● **The problem**
Could you arrange the listing below as a two-column CSV with the headers "instruction" and "result", giving one row for each entry? Put each entry's full text and its answer in their own quoted fields, and replace any line breaks with spaces.

● **Given entries**
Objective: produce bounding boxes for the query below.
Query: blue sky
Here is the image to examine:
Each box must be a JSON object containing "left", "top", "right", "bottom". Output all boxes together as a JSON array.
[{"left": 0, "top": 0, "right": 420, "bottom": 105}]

● **Solution to the problem**
instruction,result
"Objective: produce bounding boxes for the query below. Query: blue sky Here is the image to examine: Each box must be a JSON object containing ""left"", ""top"", ""right"", ""bottom"". Output all boxes together as a JSON array.","[{""left"": 0, ""top"": 0, ""right"": 420, ""bottom"": 105}]"